DATA FOR THE TASK –

_ _ _ _

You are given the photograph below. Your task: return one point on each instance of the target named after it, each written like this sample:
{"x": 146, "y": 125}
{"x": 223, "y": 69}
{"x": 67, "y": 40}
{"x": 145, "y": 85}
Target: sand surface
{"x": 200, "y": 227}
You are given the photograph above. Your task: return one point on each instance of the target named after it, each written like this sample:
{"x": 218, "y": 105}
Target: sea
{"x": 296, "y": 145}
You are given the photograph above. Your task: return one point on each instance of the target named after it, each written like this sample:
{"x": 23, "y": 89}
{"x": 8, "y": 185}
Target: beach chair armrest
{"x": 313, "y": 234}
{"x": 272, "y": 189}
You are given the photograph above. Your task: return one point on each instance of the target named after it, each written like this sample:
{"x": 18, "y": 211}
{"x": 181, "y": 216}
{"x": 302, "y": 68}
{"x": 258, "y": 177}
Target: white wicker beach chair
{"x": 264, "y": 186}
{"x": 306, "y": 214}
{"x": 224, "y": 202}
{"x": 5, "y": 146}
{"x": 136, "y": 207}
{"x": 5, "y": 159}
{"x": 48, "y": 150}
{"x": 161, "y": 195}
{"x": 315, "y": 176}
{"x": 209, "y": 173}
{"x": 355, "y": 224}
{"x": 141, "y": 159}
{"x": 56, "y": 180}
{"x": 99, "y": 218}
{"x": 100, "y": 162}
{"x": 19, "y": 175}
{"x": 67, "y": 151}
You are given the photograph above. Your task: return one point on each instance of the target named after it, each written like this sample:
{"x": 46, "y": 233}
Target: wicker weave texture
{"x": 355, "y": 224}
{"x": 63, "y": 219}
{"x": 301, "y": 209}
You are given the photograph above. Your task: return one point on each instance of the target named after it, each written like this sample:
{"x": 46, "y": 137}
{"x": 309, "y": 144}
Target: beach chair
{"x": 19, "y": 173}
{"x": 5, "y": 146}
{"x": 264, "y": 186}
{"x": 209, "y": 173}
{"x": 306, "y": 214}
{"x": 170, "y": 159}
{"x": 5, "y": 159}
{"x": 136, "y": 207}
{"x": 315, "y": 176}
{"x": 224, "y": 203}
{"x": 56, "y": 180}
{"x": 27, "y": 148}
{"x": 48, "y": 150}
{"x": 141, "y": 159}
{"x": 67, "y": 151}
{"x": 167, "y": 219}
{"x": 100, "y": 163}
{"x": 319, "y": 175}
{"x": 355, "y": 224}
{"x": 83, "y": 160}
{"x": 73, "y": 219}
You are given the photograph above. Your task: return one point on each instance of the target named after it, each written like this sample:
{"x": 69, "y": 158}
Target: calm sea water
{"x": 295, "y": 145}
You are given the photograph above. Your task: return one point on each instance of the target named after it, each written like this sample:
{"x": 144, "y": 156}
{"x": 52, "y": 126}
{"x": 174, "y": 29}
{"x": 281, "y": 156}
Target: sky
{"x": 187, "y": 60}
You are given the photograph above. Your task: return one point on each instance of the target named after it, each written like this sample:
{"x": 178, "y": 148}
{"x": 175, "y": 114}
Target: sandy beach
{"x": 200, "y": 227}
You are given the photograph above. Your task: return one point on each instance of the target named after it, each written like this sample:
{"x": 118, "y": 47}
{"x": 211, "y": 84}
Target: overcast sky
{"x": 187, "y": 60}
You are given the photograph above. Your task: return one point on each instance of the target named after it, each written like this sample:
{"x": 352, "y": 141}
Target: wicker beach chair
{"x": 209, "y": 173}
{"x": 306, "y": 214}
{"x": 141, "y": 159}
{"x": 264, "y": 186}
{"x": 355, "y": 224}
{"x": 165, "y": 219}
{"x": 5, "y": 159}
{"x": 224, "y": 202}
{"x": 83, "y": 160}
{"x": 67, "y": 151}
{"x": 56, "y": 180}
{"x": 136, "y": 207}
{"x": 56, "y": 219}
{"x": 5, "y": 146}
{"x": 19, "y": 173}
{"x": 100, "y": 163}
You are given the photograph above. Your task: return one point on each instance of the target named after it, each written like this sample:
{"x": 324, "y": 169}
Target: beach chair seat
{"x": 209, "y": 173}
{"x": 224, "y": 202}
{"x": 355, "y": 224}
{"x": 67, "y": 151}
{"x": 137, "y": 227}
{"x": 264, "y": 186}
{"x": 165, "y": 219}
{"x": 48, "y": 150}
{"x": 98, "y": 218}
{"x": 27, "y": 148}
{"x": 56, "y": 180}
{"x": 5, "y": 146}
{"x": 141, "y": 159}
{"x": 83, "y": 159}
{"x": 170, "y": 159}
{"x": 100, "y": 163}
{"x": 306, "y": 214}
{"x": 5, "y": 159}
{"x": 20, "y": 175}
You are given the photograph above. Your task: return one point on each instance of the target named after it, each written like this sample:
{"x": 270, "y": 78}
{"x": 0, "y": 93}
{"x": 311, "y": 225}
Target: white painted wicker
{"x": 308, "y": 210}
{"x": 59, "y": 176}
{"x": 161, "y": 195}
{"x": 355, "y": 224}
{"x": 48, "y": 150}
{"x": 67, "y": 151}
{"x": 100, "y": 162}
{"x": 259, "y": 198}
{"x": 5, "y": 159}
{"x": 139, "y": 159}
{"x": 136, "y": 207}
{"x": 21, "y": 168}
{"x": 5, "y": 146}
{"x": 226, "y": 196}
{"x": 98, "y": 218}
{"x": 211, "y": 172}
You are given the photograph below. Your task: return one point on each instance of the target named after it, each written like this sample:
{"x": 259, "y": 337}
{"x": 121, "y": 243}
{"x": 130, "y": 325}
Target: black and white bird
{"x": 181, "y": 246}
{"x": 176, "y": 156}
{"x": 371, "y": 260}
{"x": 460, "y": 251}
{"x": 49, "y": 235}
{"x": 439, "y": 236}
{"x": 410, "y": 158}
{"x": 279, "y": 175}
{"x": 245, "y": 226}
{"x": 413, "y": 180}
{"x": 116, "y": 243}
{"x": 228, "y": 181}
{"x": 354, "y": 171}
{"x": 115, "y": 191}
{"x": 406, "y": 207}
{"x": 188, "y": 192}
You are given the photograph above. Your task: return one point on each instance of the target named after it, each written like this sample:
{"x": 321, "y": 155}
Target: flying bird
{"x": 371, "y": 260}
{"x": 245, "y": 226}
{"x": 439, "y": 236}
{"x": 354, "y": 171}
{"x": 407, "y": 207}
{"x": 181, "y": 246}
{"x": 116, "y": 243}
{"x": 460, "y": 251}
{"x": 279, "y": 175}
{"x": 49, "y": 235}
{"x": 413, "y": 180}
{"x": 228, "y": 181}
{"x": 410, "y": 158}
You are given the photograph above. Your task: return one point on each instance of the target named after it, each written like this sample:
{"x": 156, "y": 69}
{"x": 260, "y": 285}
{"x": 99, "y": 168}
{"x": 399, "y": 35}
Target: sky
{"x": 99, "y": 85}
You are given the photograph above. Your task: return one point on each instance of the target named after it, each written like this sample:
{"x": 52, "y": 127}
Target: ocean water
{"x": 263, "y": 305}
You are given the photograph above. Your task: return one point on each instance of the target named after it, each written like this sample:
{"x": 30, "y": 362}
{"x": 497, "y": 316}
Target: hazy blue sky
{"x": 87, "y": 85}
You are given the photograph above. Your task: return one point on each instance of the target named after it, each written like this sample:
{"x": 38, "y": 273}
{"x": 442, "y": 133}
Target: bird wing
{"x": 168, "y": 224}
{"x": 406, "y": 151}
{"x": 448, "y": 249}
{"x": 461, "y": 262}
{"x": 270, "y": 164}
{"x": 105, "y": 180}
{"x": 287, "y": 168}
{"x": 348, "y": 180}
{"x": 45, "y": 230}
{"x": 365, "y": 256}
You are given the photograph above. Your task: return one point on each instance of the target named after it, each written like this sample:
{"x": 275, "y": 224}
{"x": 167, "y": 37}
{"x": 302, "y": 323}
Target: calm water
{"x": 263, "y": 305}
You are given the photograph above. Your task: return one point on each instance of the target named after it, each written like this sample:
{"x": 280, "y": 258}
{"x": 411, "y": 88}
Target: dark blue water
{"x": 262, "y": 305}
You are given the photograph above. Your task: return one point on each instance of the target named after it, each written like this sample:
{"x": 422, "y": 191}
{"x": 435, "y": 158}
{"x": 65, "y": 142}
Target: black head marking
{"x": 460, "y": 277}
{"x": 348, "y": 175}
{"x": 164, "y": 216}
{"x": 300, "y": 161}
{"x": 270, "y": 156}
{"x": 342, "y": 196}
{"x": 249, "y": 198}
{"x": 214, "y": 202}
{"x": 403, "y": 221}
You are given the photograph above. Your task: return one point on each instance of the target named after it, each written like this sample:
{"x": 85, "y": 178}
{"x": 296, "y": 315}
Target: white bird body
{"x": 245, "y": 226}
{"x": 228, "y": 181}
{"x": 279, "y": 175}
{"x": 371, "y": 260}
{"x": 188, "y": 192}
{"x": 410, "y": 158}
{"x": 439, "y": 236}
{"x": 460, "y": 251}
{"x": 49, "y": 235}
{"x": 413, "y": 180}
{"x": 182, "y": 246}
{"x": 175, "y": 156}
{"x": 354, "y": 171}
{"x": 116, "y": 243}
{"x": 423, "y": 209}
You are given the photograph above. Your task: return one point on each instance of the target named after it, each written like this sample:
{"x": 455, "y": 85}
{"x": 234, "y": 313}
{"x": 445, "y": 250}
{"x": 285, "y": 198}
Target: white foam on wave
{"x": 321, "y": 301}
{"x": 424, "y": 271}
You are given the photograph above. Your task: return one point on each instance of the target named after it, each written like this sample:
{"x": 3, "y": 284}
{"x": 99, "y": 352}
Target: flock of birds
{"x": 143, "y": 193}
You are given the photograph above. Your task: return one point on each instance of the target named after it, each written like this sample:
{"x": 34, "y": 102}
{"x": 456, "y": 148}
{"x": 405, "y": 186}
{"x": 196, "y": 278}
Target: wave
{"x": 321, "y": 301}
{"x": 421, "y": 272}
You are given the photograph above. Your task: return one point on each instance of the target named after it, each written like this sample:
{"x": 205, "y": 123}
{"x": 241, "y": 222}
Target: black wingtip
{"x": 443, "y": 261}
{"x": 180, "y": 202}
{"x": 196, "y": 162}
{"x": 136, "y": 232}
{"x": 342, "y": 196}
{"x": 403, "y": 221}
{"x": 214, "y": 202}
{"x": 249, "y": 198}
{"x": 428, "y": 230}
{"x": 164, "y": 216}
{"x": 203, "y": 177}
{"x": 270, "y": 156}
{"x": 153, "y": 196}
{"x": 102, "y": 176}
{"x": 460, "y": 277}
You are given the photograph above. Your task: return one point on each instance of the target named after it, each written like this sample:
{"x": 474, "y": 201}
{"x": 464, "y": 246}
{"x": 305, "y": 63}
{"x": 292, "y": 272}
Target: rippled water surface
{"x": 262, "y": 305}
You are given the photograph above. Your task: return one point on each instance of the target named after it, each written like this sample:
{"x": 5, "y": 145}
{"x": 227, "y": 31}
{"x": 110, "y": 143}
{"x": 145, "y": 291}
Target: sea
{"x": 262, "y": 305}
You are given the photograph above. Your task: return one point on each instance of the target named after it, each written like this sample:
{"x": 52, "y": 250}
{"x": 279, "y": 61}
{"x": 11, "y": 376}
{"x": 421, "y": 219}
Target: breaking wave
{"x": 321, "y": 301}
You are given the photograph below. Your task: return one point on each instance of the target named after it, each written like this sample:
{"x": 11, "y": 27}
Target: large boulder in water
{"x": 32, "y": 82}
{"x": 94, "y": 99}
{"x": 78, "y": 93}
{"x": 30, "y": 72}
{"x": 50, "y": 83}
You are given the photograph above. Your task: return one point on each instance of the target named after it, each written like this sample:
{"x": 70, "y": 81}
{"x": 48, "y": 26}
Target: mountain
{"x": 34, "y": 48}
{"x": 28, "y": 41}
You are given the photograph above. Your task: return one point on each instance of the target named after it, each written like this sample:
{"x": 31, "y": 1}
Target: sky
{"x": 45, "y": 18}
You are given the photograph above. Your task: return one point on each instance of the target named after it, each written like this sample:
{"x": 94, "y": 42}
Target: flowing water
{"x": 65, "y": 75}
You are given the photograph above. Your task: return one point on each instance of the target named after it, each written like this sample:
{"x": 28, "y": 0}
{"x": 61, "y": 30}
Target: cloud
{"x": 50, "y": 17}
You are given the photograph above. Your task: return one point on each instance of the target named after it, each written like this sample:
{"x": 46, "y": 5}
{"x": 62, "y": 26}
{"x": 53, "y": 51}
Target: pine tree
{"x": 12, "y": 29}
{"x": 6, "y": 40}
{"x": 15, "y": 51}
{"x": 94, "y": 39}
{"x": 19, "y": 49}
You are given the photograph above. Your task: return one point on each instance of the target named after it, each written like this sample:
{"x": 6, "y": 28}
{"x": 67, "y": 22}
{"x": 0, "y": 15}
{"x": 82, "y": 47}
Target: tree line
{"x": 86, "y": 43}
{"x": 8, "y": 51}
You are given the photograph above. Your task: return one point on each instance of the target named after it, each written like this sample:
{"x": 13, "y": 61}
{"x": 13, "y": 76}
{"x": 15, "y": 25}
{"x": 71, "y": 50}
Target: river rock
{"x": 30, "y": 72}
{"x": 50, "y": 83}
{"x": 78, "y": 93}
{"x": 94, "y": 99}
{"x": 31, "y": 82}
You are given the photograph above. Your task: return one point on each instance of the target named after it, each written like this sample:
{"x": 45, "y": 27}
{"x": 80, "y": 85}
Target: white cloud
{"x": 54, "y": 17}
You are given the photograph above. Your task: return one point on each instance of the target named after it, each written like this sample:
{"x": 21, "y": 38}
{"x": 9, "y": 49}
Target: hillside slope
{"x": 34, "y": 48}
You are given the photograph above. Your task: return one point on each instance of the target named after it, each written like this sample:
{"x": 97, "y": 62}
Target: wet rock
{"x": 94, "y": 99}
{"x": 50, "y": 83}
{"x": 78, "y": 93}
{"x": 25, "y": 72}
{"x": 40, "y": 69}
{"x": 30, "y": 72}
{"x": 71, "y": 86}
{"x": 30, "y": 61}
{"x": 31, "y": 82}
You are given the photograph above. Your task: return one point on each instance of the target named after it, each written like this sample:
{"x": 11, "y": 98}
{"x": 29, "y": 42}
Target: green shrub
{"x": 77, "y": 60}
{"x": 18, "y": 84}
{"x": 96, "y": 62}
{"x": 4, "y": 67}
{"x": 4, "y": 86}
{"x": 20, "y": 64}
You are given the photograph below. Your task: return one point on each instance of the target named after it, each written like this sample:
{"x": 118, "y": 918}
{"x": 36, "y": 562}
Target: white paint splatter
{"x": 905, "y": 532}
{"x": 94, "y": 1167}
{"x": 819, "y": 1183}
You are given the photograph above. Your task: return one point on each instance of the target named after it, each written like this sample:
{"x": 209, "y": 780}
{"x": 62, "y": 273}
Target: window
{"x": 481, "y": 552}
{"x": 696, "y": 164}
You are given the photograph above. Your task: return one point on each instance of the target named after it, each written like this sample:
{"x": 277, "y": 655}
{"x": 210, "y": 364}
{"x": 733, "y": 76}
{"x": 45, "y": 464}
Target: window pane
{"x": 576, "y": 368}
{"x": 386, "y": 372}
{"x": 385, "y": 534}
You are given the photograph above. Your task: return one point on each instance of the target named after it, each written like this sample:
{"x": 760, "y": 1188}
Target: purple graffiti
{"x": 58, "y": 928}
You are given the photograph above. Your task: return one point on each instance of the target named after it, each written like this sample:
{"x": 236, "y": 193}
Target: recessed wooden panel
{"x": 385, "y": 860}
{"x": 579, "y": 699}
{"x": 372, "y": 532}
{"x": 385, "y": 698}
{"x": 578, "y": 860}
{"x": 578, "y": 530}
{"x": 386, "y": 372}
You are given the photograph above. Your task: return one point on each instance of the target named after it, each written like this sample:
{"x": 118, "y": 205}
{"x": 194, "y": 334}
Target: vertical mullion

_ _ _ _

YOUR OBJECTIVE – From the line that contains "Target: recessed wooden panel" down to the last line of the material above, copy every line word for word, both ends included.

EXERCISE SOLUTION –
Target: recessed wooden panel
{"x": 385, "y": 860}
{"x": 579, "y": 699}
{"x": 372, "y": 532}
{"x": 385, "y": 698}
{"x": 578, "y": 860}
{"x": 578, "y": 530}
{"x": 386, "y": 372}
You are given the photograph above. Your task: return one point on each instance of the target named after it, each written like this sample:
{"x": 118, "y": 205}
{"x": 194, "y": 334}
Target: vertical mullion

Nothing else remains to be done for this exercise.